> **Written request**:
Return each line of the records that contains the word "hazy", where case counts.

■ ■ ■ ■ ■ ■ ■

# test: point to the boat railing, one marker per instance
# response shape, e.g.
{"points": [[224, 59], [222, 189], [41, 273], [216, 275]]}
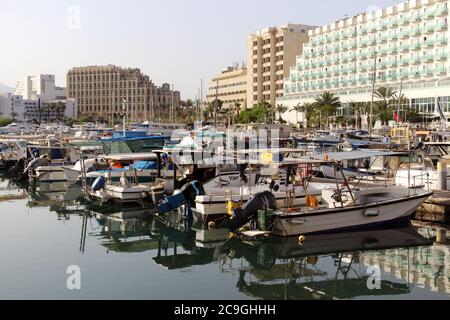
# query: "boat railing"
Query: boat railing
{"points": [[421, 176]]}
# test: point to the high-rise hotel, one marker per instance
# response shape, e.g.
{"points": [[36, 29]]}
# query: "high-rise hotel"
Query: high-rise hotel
{"points": [[271, 51], [104, 92], [407, 44]]}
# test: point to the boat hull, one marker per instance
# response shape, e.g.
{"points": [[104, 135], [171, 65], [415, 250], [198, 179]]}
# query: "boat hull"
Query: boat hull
{"points": [[349, 219]]}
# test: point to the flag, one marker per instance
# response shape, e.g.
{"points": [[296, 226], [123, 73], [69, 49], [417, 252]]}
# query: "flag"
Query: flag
{"points": [[441, 111]]}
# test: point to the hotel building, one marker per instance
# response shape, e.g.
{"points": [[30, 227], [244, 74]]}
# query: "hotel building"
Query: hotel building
{"points": [[407, 45], [230, 87], [103, 92], [271, 53]]}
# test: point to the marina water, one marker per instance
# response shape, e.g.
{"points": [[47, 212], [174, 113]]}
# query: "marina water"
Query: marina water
{"points": [[127, 254]]}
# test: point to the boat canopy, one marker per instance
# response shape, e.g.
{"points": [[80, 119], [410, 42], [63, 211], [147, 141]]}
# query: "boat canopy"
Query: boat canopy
{"points": [[131, 156], [357, 154]]}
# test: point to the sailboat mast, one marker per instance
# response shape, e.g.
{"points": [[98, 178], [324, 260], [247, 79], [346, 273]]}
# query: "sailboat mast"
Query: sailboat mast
{"points": [[373, 94]]}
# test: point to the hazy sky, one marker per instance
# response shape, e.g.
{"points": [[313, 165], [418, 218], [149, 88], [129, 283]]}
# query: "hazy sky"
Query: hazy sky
{"points": [[175, 41]]}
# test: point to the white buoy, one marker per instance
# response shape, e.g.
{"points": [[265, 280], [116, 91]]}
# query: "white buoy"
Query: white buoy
{"points": [[301, 240], [441, 236]]}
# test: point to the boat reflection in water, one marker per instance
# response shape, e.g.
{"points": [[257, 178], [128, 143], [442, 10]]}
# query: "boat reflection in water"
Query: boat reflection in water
{"points": [[60, 197], [324, 267], [334, 266]]}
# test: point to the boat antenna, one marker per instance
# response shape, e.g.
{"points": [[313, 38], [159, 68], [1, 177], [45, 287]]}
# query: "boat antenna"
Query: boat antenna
{"points": [[374, 79]]}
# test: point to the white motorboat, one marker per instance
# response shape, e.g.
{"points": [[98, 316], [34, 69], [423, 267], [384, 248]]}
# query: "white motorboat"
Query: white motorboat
{"points": [[213, 205], [373, 207], [342, 207], [125, 192]]}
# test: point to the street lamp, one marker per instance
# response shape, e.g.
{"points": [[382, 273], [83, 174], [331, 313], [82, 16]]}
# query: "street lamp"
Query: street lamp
{"points": [[400, 100], [124, 113]]}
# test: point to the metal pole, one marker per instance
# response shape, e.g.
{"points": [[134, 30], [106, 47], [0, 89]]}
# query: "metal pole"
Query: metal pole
{"points": [[215, 105], [373, 93], [124, 110], [399, 102]]}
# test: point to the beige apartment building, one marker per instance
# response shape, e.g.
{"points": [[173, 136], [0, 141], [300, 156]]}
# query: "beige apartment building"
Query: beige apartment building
{"points": [[230, 87], [104, 92], [271, 53]]}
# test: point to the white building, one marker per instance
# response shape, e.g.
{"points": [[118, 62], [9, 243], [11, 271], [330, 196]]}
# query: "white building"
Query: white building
{"points": [[38, 86], [409, 42], [35, 110], [37, 98]]}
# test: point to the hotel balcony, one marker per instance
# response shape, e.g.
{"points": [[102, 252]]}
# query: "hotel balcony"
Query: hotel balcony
{"points": [[441, 71], [416, 32], [416, 17], [429, 73], [429, 15], [416, 46], [441, 11], [429, 58], [442, 56], [392, 50], [429, 29], [405, 35], [415, 60], [441, 41], [404, 21], [441, 26]]}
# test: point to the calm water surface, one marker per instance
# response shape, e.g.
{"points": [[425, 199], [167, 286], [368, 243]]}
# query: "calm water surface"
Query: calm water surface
{"points": [[127, 254]]}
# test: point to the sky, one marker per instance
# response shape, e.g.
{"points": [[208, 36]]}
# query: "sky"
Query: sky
{"points": [[174, 41]]}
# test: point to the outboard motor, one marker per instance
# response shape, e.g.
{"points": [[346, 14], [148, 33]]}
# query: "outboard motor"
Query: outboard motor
{"points": [[187, 196], [260, 201], [99, 183]]}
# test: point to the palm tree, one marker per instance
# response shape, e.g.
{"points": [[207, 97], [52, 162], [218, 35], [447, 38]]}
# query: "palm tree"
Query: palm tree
{"points": [[236, 111], [359, 109], [385, 95], [298, 108], [13, 115], [309, 113], [402, 101], [328, 104], [281, 109]]}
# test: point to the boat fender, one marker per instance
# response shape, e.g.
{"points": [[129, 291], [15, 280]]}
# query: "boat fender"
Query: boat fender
{"points": [[186, 195], [98, 184], [241, 216], [301, 240]]}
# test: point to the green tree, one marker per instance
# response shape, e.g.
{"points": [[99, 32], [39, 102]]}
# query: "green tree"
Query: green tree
{"points": [[328, 104], [257, 114]]}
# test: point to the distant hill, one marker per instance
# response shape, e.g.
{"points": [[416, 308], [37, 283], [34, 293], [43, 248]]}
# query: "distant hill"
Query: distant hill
{"points": [[5, 88]]}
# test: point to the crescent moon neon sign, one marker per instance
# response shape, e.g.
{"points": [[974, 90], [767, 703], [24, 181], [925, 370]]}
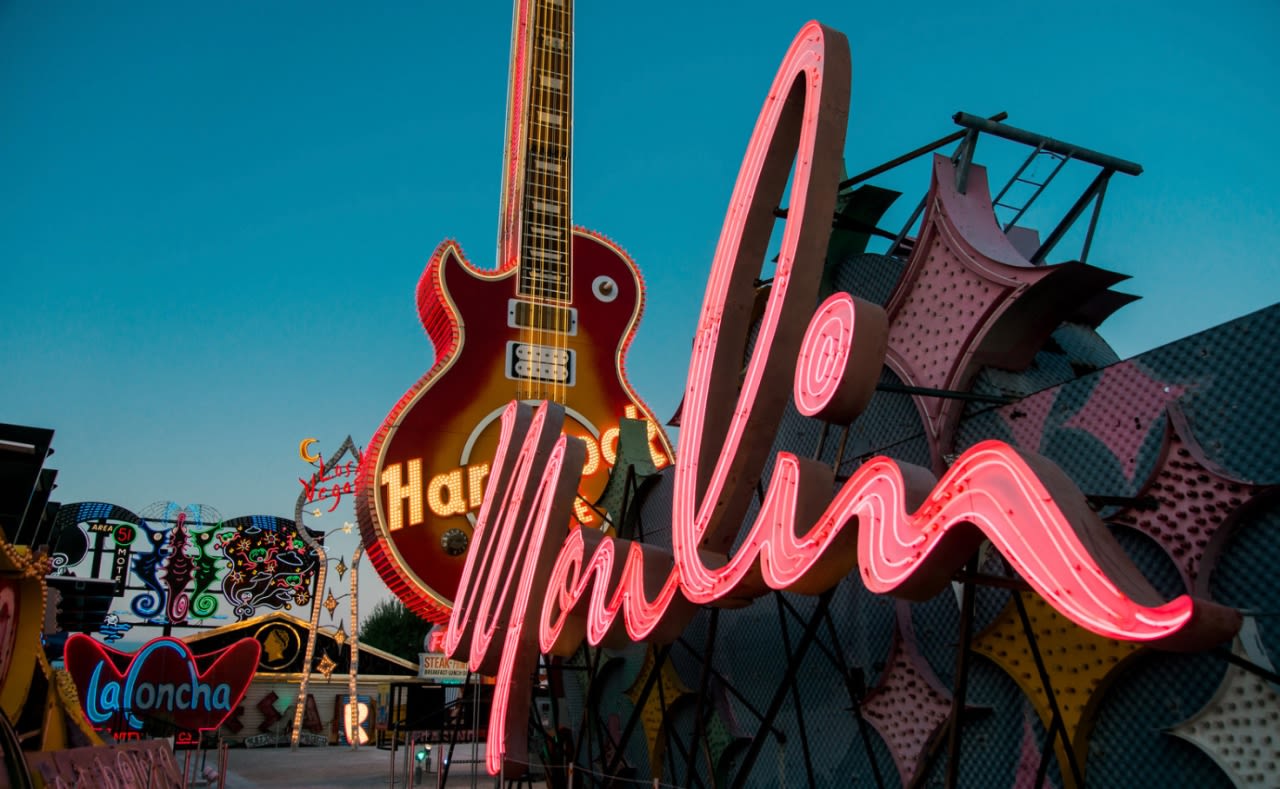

■ ■ ■ ■ ■ ■ ■

> **Answer to the problem**:
# test: point to the hazy sky, one marker per instance
# query: "hazy sky"
Query: hazy sky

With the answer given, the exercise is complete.